--- begin Records provided ---
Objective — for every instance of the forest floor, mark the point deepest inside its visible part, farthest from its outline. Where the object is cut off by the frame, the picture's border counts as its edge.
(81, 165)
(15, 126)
--- end Records provided ---
--- begin Records provided ---
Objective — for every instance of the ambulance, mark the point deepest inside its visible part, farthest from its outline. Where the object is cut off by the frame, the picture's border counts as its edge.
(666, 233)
--- end Records provided ---
Your instructions = Report the count of lines in the records above that contain the string "Objective". Give only the number.

Solution to this problem = 2